● Your assignment
From the first line to the last, copy the data exactly.

● Records supplied
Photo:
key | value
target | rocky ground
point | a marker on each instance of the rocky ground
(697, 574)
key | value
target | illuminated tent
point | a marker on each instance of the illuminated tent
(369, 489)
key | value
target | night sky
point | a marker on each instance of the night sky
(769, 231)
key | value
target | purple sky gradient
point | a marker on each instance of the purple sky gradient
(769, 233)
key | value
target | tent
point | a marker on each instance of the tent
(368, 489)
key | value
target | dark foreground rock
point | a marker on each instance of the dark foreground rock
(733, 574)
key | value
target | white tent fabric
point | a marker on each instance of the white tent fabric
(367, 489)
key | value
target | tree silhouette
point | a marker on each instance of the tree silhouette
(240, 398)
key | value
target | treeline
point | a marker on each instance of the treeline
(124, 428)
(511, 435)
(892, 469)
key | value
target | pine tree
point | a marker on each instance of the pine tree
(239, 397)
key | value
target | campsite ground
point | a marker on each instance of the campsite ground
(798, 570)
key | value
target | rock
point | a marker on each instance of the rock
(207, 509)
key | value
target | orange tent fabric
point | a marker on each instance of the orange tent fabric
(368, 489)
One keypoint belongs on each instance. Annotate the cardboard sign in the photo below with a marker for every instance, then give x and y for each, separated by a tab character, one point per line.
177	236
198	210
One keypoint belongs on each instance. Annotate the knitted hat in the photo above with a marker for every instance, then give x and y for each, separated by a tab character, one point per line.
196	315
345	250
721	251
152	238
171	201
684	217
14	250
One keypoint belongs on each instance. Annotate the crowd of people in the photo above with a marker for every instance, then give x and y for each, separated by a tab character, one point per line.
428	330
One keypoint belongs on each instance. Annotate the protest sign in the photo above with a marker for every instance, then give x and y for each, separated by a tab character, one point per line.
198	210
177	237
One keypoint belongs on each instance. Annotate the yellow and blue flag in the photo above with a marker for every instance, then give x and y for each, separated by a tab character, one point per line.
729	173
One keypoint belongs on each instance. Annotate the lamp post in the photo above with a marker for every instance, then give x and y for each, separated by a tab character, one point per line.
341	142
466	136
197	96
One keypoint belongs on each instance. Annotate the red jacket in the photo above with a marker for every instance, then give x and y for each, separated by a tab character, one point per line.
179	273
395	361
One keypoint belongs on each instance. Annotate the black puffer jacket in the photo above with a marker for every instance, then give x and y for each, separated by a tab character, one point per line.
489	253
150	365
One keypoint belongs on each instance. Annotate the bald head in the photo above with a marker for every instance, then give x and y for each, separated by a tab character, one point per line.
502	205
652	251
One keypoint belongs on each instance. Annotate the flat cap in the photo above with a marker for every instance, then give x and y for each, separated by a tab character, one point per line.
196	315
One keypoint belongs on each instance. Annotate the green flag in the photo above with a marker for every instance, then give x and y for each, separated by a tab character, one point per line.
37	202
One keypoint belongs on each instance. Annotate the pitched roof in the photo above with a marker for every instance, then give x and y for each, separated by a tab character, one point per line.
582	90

● Response
Photo:
key | value
target | rocky ground
point | a marker on each instance of the rocky ground
(697, 574)
key | value
target | illuminated tent
point | a marker on each instance of the illuminated tent
(369, 489)
key | value
target | night sky
point | a marker on each instance of the night sky
(769, 231)
key | value
target | purple sky gradient
point | a marker on each instance of the purple sky gradient
(769, 233)
key | value
target | tent
point | a marker on each instance of the tent
(368, 489)
key | value
target | dark foreground rock
point | a marker on each instance of the dark foreground rock
(733, 574)
key | value
target | white tent fabric
point | a marker on each instance of the white tent fabric
(367, 489)
key | value
target | tree silhouette
point | a marker on each instance of the tree silhouette
(240, 398)
key | value
target | treeline
point | a marker on each instance of the treeline
(124, 428)
(511, 435)
(892, 469)
key | value
target | pine tree
point | a marker on each instance of the pine tree
(239, 397)
key | value
target | campsite ground
point | a marker on each instance of the campsite ground
(798, 570)
key | value
target | rock
point | a marker on each instance of the rock
(207, 509)
key | value
target | orange tent fabric
point | a marker on each instance of the orange tent fabric
(368, 489)
One keypoint belongs on each instance. Annotate the cardboard sign in the photo below with a marker for every instance, then give x and y for each, separated by a tab character, one point per line.
177	236
198	210
One keypoint belongs on each instance. Annotate the knitted hat in the photo above with a marker for every instance, then give x and y for each, separated by a tab character, one point per line.
196	315
345	250
721	251
152	238
171	201
684	217
14	250
One keypoint belongs on each instance. Annotate the crowd of people in the photo above with a marker for every instance, then give x and y for each, separated by a tab character, one point per line.
428	330
One keypoint belongs on each instance. Annotate the protest sign in the photo above with a marker for every instance, then give x and y for each, separated by a tab character, one point per line.
198	210
177	237
One keypoint belongs on each instance. Annotate the yellow and blue flag in the photo above with a marker for every instance, then give x and y for each, separated by a tab character, one point per line.
729	173
One keypoint belongs on each instance. Annotate the lamp post in the photo above with a marker for every instance, then give x and y for each, separated by a tab character, one point per line.
341	142
466	136
197	96
One keypoint belongs on each instance. Annotate the red jacket in the photo above with a marker for every instance, then give x and y for each, separated by a tab character, one point per line.
179	273
395	361
One keypoint belongs on each instance. Annotate the black puffer jacket in the photo above with a marker for every instance, then give x and y for each, separated by a tab character, one point per line.
489	253
150	365
One keypoint belongs on each instance. Annotate the bald head in the photo above with a marker for every instance, then give x and y for each, separated by a tab character, one point per line.
502	205
652	251
One keypoint belongs on each instance. Annotate the flat cap in the photo above with a marker for every instance, then give x and y for each, separated by a tab character, one point per line.
196	315
One keypoint belongs on each instance. Annotate the green flag in the photo above with a marker for every instance, then give x and y for each, separated by a tab character, one point per line.
37	202
One keypoint belongs on each instance. Annotate the pitched roof in the photo above with a marker for every instance, then give x and y for each, separated by a tab character, one point per line.
582	90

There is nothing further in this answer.